#### About this exercise:
Nothing is needed except the lines below that run from the one with "of the branch" through the one with "[[79, 136]]", repeated exactly.

#### Source material:
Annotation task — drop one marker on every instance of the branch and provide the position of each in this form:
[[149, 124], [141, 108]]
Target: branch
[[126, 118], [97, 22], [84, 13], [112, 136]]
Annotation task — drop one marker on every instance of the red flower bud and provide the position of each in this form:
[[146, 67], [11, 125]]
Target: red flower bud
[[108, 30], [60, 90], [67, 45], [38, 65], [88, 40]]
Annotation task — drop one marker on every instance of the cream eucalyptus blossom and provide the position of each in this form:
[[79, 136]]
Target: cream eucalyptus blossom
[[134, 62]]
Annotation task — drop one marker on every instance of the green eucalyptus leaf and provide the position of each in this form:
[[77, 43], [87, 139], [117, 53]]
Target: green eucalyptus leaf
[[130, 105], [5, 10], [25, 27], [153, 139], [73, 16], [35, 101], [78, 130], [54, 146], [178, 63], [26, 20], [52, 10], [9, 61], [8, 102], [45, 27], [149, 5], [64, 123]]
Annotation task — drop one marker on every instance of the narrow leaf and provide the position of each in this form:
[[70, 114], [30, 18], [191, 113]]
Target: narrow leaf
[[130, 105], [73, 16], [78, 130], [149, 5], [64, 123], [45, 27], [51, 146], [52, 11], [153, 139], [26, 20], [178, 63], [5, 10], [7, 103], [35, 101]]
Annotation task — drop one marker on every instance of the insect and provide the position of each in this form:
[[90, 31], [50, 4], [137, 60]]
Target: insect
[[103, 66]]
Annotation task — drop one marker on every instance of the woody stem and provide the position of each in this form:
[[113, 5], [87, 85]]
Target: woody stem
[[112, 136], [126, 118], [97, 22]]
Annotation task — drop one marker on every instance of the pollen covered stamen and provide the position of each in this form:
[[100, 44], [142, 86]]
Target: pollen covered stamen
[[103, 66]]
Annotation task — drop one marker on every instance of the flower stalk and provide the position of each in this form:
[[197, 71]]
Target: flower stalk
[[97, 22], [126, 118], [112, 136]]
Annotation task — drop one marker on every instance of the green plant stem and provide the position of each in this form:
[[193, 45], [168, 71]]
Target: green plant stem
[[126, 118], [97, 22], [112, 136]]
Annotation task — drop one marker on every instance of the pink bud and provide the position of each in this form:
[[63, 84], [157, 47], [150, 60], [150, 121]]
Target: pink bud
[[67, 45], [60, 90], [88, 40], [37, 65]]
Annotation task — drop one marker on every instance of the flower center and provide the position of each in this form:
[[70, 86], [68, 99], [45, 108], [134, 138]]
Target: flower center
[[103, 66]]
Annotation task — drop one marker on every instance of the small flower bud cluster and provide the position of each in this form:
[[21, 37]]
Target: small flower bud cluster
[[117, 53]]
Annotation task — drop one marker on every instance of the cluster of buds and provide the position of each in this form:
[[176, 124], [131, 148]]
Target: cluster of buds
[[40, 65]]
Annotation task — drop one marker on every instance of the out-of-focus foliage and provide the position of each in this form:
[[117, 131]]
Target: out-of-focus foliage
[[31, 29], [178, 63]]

==

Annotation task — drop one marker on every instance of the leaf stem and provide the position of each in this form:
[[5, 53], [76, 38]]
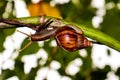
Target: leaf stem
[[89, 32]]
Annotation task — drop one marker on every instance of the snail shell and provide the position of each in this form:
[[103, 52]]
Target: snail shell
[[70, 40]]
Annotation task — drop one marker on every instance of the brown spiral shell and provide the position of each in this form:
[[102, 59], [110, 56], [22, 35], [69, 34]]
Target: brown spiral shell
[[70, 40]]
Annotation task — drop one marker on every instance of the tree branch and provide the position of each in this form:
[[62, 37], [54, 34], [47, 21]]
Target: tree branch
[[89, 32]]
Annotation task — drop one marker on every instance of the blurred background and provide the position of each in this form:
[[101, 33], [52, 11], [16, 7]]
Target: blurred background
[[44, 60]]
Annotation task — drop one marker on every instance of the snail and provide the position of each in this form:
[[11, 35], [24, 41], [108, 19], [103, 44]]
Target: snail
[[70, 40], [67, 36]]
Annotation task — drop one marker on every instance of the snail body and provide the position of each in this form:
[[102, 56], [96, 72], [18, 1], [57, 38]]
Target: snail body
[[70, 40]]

#### Solution for this problem:
Annotation task — drop one marker on every instance of the branch and provide the position of each in this form:
[[149, 124], [141, 108]]
Target: branch
[[126, 118], [97, 22], [84, 13], [112, 136]]
Annotation task — drop one marker on every instance of the red flower bud and provide the position of each in this form:
[[146, 67], [11, 125]]
Target: red flower bud
[[108, 30], [60, 90], [67, 45], [38, 65], [88, 40]]
Annotation task — drop one marker on every instance of the cream eucalyptus blossom and provide the position of each in this form:
[[79, 136]]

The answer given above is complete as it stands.